* begin Information provided *

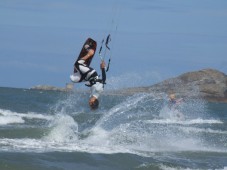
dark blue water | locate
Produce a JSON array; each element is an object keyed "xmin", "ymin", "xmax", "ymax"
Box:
[{"xmin": 0, "ymin": 88, "xmax": 227, "ymax": 170}]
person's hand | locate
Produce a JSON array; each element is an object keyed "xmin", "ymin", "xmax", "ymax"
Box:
[{"xmin": 100, "ymin": 61, "xmax": 106, "ymax": 69}]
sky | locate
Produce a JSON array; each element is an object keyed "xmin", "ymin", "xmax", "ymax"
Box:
[{"xmin": 0, "ymin": 0, "xmax": 227, "ymax": 88}]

* end Information provided *

Edit the stretch from the line containing "sky | locate" through the end of the lines so that "JSON array" becomes "JSON list", leaving everything else as it is. Give back only that stretch.

## Reply to the task
sky | locate
Produce a JSON list; each element is an object keyed "xmin", "ymin", "xmax", "ymax"
Box:
[{"xmin": 0, "ymin": 0, "xmax": 227, "ymax": 88}]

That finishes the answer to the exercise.